══ DATA TO PROCESS ══

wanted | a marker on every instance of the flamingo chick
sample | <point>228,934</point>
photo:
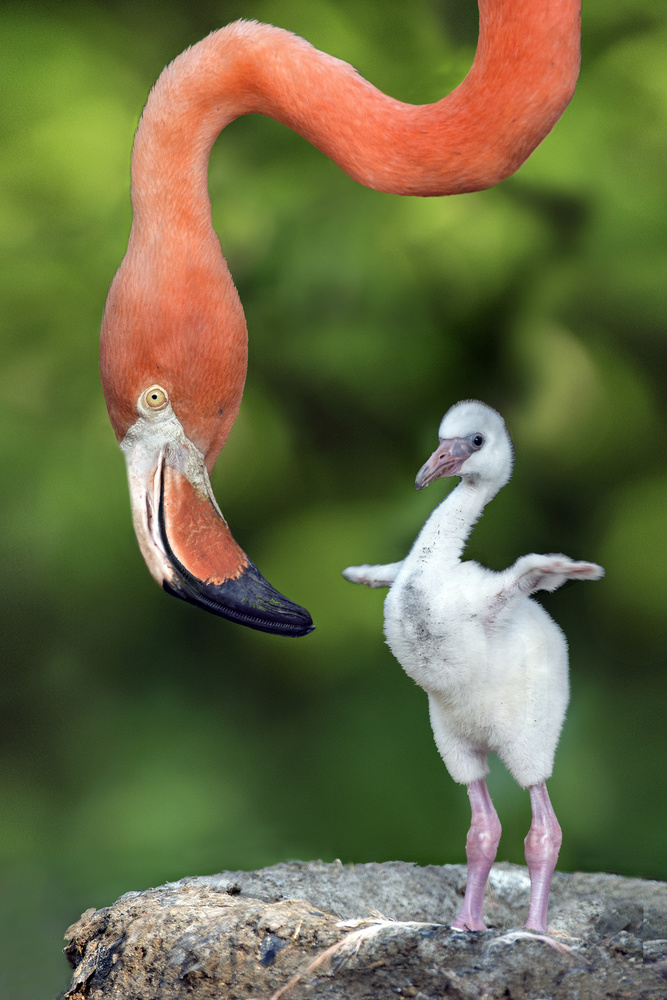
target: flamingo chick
<point>492,661</point>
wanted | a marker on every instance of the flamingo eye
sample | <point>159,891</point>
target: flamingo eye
<point>155,398</point>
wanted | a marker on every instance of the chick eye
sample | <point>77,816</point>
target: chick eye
<point>155,398</point>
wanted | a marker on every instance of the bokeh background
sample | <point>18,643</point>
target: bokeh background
<point>143,740</point>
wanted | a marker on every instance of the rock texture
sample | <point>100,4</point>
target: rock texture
<point>367,931</point>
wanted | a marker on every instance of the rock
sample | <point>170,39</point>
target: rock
<point>354,932</point>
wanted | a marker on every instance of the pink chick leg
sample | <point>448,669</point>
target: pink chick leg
<point>481,847</point>
<point>542,846</point>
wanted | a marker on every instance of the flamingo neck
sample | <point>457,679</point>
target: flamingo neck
<point>448,528</point>
<point>522,78</point>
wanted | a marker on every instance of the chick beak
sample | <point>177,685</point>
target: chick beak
<point>446,460</point>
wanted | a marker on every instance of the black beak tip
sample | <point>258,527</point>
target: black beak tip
<point>248,600</point>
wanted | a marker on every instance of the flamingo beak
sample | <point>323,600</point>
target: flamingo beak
<point>188,547</point>
<point>446,460</point>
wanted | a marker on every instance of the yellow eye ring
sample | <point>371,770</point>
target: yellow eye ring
<point>155,397</point>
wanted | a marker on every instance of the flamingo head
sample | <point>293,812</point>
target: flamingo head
<point>173,369</point>
<point>473,444</point>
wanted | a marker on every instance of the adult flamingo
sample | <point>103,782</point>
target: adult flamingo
<point>174,339</point>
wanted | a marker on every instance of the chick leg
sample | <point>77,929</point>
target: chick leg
<point>542,847</point>
<point>481,847</point>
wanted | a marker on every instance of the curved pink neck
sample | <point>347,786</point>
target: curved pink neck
<point>521,81</point>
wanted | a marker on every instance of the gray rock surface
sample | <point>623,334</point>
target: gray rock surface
<point>336,931</point>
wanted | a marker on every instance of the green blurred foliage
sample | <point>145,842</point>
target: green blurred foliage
<point>143,740</point>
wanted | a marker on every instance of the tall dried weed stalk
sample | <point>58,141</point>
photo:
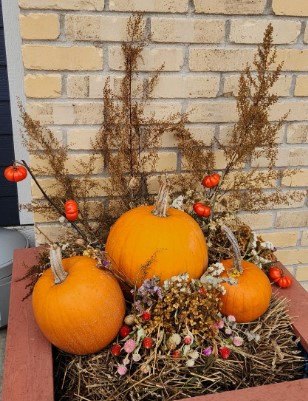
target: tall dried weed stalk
<point>130,136</point>
<point>251,181</point>
<point>128,142</point>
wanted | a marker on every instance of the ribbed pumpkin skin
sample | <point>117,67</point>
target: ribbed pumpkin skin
<point>84,313</point>
<point>176,242</point>
<point>250,297</point>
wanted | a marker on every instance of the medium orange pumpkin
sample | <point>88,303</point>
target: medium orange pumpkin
<point>80,308</point>
<point>250,297</point>
<point>155,240</point>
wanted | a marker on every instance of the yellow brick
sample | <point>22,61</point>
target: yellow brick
<point>225,132</point>
<point>160,110</point>
<point>230,6</point>
<point>173,6</point>
<point>212,111</point>
<point>50,232</point>
<point>306,34</point>
<point>39,26</point>
<point>77,86</point>
<point>172,57</point>
<point>293,157</point>
<point>80,138</point>
<point>37,57</point>
<point>302,273</point>
<point>287,7</point>
<point>297,111</point>
<point>301,86</point>
<point>73,161</point>
<point>97,5</point>
<point>297,133</point>
<point>300,179</point>
<point>292,256</point>
<point>292,219</point>
<point>167,161</point>
<point>201,59</point>
<point>252,30</point>
<point>293,59</point>
<point>304,241</point>
<point>49,185</point>
<point>168,140</point>
<point>67,113</point>
<point>257,221</point>
<point>43,86</point>
<point>154,182</point>
<point>174,86</point>
<point>96,27</point>
<point>304,285</point>
<point>204,133</point>
<point>185,30</point>
<point>298,202</point>
<point>72,164</point>
<point>220,161</point>
<point>281,239</point>
<point>280,88</point>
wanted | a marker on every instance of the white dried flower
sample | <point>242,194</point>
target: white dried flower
<point>194,355</point>
<point>129,320</point>
<point>136,357</point>
<point>190,363</point>
<point>178,202</point>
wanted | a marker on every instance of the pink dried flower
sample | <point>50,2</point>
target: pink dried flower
<point>187,340</point>
<point>129,345</point>
<point>238,341</point>
<point>207,351</point>
<point>122,370</point>
<point>220,324</point>
<point>136,357</point>
<point>224,352</point>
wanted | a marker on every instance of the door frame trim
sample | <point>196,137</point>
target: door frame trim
<point>12,37</point>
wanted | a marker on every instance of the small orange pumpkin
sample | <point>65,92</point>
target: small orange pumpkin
<point>78,307</point>
<point>155,240</point>
<point>250,297</point>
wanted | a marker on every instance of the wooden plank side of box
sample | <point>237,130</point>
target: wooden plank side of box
<point>28,371</point>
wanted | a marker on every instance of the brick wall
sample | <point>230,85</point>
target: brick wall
<point>70,47</point>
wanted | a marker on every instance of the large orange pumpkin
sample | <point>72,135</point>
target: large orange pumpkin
<point>79,309</point>
<point>155,240</point>
<point>250,297</point>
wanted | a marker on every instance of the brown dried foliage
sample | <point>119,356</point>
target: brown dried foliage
<point>244,184</point>
<point>129,139</point>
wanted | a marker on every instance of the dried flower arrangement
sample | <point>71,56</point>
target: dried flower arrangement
<point>174,341</point>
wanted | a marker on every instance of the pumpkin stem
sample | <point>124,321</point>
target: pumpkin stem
<point>161,204</point>
<point>59,274</point>
<point>236,249</point>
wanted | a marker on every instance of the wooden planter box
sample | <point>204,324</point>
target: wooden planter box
<point>28,374</point>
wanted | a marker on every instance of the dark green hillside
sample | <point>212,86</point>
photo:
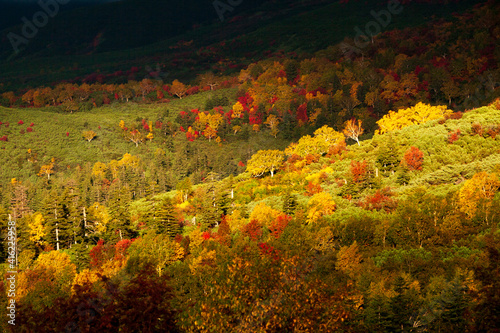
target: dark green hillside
<point>150,32</point>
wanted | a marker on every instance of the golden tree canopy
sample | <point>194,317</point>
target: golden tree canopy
<point>418,114</point>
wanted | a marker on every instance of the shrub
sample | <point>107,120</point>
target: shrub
<point>413,158</point>
<point>453,136</point>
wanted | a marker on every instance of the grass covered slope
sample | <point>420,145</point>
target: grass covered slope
<point>399,232</point>
<point>59,136</point>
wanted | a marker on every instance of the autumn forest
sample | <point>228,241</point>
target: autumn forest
<point>244,183</point>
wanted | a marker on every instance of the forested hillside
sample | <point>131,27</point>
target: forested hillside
<point>398,231</point>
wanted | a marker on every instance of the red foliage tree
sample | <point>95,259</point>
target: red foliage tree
<point>359,171</point>
<point>279,224</point>
<point>253,230</point>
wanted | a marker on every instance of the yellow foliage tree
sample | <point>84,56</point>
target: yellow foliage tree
<point>46,170</point>
<point>353,130</point>
<point>478,191</point>
<point>237,110</point>
<point>324,138</point>
<point>265,161</point>
<point>99,170</point>
<point>157,249</point>
<point>264,214</point>
<point>319,205</point>
<point>417,114</point>
<point>349,259</point>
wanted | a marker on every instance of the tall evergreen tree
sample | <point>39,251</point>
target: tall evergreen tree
<point>165,221</point>
<point>120,226</point>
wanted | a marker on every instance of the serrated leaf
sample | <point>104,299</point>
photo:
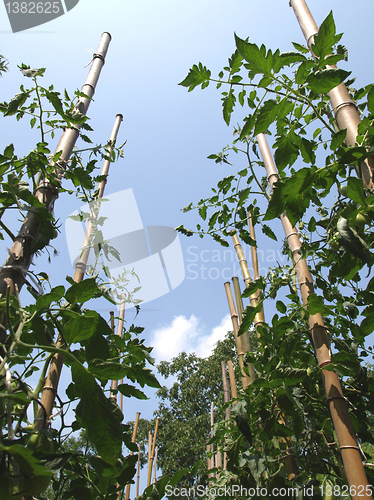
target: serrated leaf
<point>256,57</point>
<point>228,106</point>
<point>324,80</point>
<point>266,116</point>
<point>196,76</point>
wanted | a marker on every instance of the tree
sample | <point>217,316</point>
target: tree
<point>58,321</point>
<point>184,412</point>
<point>284,95</point>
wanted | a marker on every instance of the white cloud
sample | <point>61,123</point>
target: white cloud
<point>186,334</point>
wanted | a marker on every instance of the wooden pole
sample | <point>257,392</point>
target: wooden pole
<point>50,387</point>
<point>254,298</point>
<point>114,384</point>
<point>343,106</point>
<point>155,466</point>
<point>246,340</point>
<point>230,367</point>
<point>81,264</point>
<point>13,272</point>
<point>346,435</point>
<point>153,447</point>
<point>138,473</point>
<point>133,439</point>
<point>238,340</point>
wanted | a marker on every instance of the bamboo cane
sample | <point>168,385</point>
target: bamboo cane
<point>254,298</point>
<point>138,473</point>
<point>234,392</point>
<point>345,110</point>
<point>50,387</point>
<point>12,274</point>
<point>290,460</point>
<point>246,340</point>
<point>238,340</point>
<point>151,457</point>
<point>114,384</point>
<point>256,269</point>
<point>226,398</point>
<point>135,430</point>
<point>81,264</point>
<point>155,466</point>
<point>350,451</point>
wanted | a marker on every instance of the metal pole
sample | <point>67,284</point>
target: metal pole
<point>343,107</point>
<point>13,272</point>
<point>351,455</point>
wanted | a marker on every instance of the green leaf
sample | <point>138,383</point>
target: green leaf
<point>269,232</point>
<point>130,391</point>
<point>266,116</point>
<point>97,414</point>
<point>83,291</point>
<point>281,307</point>
<point>322,81</point>
<point>17,101</point>
<point>53,296</point>
<point>326,38</point>
<point>371,100</point>
<point>256,57</point>
<point>228,106</point>
<point>196,76</point>
<point>81,327</point>
<point>287,151</point>
<point>315,305</point>
<point>337,139</point>
<point>355,190</point>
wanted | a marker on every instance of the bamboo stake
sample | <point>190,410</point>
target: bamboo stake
<point>290,460</point>
<point>12,274</point>
<point>51,384</point>
<point>246,340</point>
<point>155,465</point>
<point>149,455</point>
<point>234,392</point>
<point>81,264</point>
<point>138,472</point>
<point>226,398</point>
<point>114,384</point>
<point>256,270</point>
<point>238,340</point>
<point>350,451</point>
<point>135,430</point>
<point>259,318</point>
<point>153,447</point>
<point>345,110</point>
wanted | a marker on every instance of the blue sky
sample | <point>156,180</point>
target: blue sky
<point>169,132</point>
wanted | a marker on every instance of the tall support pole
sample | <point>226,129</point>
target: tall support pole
<point>133,439</point>
<point>344,108</point>
<point>114,384</point>
<point>346,436</point>
<point>152,452</point>
<point>238,340</point>
<point>50,387</point>
<point>12,274</point>
<point>81,264</point>
<point>226,398</point>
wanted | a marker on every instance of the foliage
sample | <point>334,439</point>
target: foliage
<point>58,320</point>
<point>284,95</point>
<point>184,412</point>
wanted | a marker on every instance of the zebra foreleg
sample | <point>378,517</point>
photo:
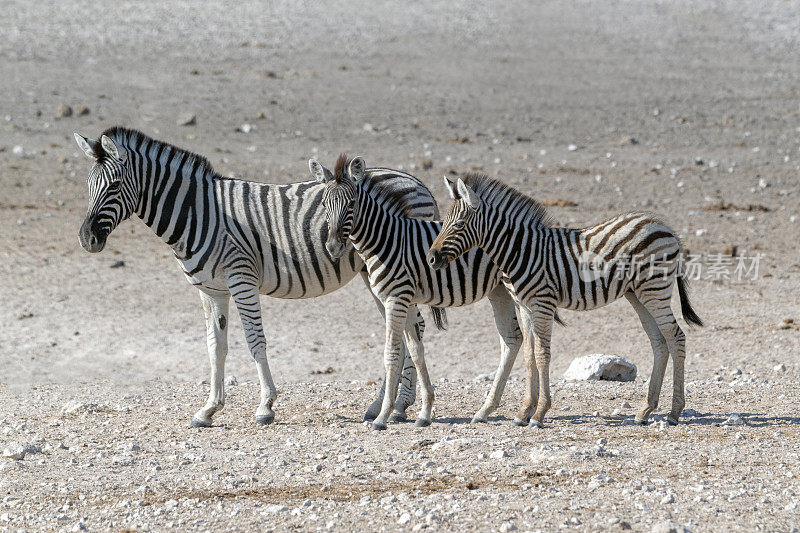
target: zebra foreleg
<point>542,319</point>
<point>245,295</point>
<point>413,338</point>
<point>396,313</point>
<point>510,334</point>
<point>215,307</point>
<point>408,380</point>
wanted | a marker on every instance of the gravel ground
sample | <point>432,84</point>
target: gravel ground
<point>688,109</point>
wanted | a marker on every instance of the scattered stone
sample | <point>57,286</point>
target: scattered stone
<point>600,367</point>
<point>735,419</point>
<point>63,111</point>
<point>668,527</point>
<point>187,119</point>
<point>498,454</point>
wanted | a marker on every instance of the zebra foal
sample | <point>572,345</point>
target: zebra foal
<point>232,239</point>
<point>393,247</point>
<point>632,255</point>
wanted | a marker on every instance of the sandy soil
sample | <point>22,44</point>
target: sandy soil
<point>688,109</point>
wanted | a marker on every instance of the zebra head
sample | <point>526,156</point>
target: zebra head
<point>339,199</point>
<point>112,191</point>
<point>459,231</point>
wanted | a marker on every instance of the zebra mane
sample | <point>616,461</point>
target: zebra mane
<point>130,138</point>
<point>496,192</point>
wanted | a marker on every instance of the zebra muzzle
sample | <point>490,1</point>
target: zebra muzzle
<point>437,259</point>
<point>91,237</point>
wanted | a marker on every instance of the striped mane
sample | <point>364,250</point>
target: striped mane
<point>132,139</point>
<point>495,192</point>
<point>396,195</point>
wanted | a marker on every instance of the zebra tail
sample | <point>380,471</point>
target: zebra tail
<point>439,318</point>
<point>686,307</point>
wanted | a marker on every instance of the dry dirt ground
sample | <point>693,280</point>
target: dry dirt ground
<point>688,109</point>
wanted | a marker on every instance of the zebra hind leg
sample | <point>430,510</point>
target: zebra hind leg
<point>215,307</point>
<point>660,353</point>
<point>396,312</point>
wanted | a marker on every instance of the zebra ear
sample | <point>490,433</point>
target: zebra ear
<point>356,168</point>
<point>87,145</point>
<point>320,173</point>
<point>451,187</point>
<point>110,147</point>
<point>467,194</point>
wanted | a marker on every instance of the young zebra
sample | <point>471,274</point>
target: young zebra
<point>232,238</point>
<point>633,255</point>
<point>393,247</point>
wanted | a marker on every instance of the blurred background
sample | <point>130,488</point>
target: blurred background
<point>688,109</point>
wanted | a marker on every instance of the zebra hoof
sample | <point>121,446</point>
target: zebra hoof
<point>197,423</point>
<point>394,418</point>
<point>265,420</point>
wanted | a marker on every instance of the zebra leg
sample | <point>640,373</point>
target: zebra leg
<point>542,328</point>
<point>660,356</point>
<point>413,338</point>
<point>215,307</point>
<point>396,313</point>
<point>408,383</point>
<point>415,328</point>
<point>505,318</point>
<point>245,295</point>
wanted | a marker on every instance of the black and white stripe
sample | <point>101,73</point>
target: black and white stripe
<point>232,238</point>
<point>633,255</point>
<point>393,246</point>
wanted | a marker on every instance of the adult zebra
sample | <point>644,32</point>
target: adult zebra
<point>232,238</point>
<point>393,247</point>
<point>633,255</point>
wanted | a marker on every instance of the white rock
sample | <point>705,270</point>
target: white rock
<point>668,527</point>
<point>600,366</point>
<point>498,454</point>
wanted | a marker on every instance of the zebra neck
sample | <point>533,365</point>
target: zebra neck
<point>510,239</point>
<point>176,195</point>
<point>372,226</point>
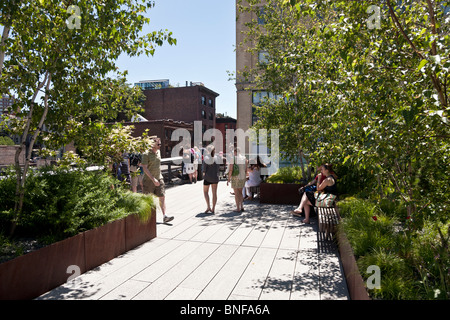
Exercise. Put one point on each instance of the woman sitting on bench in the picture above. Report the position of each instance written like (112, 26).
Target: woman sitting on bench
(329, 185)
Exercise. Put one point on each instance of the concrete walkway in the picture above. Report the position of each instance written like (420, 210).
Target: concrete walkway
(262, 253)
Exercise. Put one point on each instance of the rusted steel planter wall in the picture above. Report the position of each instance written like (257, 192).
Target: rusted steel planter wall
(30, 275)
(355, 283)
(276, 193)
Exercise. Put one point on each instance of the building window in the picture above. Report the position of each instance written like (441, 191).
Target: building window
(261, 14)
(263, 57)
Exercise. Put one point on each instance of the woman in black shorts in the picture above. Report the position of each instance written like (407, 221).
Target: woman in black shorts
(210, 176)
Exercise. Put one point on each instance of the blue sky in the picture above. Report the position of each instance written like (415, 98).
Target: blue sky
(206, 36)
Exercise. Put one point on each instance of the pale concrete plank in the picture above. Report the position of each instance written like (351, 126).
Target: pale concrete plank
(224, 233)
(291, 236)
(308, 236)
(258, 234)
(306, 284)
(332, 283)
(223, 283)
(126, 290)
(161, 288)
(201, 276)
(237, 297)
(193, 230)
(279, 281)
(181, 293)
(206, 234)
(275, 234)
(163, 265)
(240, 233)
(254, 277)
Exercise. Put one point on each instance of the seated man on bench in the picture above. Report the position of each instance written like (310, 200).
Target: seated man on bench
(329, 185)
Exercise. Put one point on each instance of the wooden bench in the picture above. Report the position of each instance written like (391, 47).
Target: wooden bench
(255, 190)
(328, 220)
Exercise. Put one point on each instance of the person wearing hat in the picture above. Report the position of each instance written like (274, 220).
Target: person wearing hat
(153, 180)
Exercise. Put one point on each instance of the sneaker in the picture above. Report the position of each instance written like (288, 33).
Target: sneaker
(167, 219)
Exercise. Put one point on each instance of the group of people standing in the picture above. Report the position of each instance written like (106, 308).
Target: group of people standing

═══

**TASK ITEM:** Reply with only the number of lines in the entries that hold the word "standing".

**RESPONSE FOR THIS EXERCISE:** 2